Problem requirements :: In the rows below, list every line that contains the string "barbed", copying each line in full. Matching is case-sensitive.

Data lines ::

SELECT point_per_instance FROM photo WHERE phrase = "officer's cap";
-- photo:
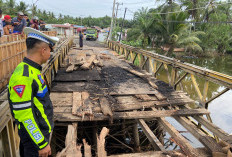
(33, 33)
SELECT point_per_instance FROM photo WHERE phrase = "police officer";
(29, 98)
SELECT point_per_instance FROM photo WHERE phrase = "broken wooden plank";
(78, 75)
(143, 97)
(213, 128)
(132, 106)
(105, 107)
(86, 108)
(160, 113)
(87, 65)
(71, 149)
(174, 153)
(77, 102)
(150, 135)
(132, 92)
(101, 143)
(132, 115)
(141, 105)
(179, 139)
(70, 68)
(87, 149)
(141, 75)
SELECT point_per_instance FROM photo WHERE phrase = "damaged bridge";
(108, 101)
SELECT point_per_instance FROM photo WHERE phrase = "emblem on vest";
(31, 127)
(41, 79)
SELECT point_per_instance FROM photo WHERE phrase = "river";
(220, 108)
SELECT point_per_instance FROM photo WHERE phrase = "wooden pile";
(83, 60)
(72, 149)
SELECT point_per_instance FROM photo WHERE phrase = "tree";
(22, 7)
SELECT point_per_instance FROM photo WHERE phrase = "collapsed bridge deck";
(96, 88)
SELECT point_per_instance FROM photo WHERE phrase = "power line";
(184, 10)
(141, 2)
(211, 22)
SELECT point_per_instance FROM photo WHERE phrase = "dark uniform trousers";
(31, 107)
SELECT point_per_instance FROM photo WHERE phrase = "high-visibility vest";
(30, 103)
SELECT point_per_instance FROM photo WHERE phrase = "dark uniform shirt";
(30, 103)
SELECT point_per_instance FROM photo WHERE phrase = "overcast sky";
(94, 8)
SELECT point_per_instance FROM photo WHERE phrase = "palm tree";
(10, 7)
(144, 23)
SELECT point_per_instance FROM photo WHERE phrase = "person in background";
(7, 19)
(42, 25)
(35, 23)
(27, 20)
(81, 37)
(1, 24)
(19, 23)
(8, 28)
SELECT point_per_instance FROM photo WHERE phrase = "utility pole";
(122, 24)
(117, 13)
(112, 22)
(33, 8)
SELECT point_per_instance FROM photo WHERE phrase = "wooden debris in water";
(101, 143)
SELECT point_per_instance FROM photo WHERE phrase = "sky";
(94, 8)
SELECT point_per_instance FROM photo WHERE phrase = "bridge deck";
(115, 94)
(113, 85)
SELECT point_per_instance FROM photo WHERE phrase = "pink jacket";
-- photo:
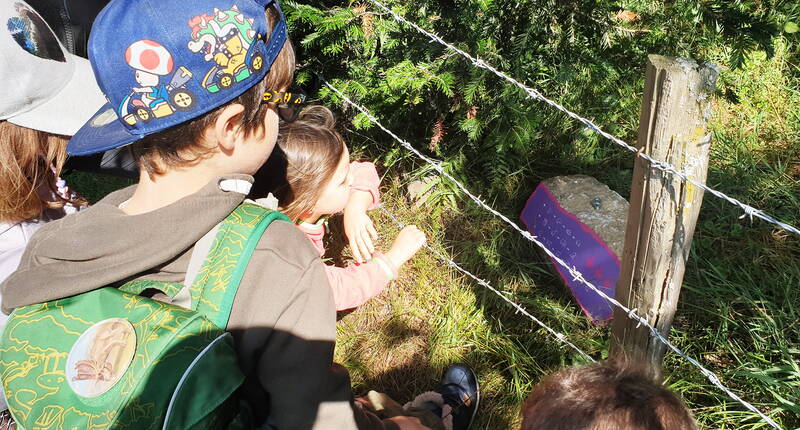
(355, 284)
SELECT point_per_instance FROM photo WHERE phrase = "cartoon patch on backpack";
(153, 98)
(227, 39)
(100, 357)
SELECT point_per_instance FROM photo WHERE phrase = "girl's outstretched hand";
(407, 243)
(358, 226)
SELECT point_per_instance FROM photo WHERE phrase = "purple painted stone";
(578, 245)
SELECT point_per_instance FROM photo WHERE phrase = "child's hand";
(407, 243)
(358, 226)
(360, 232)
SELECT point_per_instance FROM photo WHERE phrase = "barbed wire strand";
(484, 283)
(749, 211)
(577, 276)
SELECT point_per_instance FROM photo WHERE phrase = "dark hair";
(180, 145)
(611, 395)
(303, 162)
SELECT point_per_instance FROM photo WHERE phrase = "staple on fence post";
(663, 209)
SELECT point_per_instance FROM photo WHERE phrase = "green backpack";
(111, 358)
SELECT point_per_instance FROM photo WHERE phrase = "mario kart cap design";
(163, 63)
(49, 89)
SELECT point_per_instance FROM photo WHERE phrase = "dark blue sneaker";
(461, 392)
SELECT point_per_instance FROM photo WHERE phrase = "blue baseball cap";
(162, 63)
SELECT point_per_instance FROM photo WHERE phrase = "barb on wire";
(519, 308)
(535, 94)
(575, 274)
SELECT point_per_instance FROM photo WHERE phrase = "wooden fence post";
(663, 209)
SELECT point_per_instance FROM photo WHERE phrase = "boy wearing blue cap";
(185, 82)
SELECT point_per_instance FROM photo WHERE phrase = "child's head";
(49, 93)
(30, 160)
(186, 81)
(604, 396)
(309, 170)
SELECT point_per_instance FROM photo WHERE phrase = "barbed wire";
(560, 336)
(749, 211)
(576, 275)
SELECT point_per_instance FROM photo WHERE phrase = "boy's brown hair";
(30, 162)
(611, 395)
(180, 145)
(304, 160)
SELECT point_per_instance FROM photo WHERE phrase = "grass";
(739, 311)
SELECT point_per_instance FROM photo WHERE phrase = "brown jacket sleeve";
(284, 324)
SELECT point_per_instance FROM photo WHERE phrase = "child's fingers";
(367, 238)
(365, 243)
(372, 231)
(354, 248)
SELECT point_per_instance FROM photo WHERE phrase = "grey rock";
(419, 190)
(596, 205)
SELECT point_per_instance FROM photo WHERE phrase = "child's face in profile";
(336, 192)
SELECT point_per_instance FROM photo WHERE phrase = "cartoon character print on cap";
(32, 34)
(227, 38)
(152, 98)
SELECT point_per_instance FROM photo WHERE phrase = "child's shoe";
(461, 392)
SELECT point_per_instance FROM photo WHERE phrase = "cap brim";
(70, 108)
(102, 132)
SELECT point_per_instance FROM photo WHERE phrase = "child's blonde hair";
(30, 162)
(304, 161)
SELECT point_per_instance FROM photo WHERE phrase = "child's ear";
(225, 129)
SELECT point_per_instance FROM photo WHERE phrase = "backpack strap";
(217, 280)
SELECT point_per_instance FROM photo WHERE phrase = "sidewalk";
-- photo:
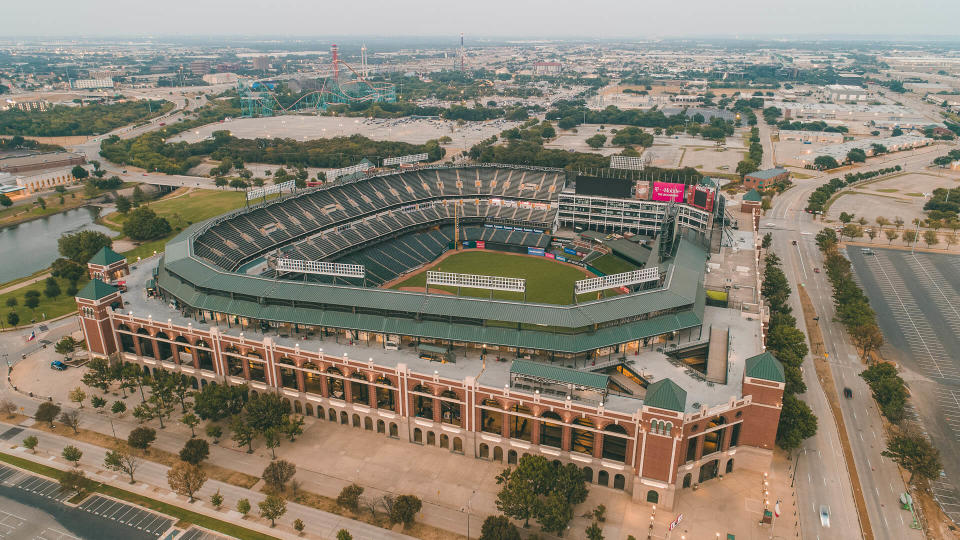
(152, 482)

--

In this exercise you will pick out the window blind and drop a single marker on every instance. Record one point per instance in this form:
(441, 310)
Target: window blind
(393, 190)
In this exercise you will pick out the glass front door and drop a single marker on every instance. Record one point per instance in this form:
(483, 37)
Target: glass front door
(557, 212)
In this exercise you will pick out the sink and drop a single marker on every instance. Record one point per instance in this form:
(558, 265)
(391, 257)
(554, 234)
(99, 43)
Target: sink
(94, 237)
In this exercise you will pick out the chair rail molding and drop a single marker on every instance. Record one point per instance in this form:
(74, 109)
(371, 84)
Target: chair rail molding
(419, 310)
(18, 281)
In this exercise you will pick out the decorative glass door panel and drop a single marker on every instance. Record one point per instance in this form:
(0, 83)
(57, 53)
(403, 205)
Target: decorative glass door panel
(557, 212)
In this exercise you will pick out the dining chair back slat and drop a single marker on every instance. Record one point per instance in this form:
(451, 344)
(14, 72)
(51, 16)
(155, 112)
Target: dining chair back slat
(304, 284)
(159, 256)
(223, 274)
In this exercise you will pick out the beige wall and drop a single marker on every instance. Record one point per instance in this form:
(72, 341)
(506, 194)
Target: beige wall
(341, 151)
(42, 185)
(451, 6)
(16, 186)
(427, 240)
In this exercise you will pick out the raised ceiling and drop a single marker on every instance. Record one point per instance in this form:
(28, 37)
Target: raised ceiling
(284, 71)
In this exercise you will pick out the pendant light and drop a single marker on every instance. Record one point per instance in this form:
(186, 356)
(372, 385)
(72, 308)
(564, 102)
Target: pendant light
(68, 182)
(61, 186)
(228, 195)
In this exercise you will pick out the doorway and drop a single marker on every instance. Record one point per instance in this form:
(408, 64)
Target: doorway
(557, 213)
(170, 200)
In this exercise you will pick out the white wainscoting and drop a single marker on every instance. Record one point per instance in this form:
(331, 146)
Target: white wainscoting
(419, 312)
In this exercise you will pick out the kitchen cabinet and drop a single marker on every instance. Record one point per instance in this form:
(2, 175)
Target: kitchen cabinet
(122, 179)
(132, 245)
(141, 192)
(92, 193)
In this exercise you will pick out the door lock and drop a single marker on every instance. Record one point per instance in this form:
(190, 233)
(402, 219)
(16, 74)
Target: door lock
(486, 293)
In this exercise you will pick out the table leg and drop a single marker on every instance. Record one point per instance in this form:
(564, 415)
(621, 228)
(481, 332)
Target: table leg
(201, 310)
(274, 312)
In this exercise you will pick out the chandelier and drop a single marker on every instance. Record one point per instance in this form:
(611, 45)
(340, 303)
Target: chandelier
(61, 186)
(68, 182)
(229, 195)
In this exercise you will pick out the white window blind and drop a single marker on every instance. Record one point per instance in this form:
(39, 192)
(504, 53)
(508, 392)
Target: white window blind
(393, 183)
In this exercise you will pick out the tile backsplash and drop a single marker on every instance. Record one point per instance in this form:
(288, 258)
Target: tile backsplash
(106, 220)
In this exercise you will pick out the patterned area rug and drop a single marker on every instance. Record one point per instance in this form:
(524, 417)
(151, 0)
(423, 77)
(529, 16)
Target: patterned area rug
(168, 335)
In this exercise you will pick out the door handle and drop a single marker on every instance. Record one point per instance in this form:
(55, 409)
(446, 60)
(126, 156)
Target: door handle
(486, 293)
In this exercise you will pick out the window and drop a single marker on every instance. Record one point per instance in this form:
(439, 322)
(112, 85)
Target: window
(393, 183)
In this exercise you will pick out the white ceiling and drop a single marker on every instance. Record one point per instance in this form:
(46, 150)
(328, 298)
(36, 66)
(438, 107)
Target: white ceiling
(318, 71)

Expected answer ::
SELECT point_per_instance FROM photo WHERE phrase = "barbed wire strand";
SELECT point_per_instance FROM photo WHERE phrase = "barbed wire";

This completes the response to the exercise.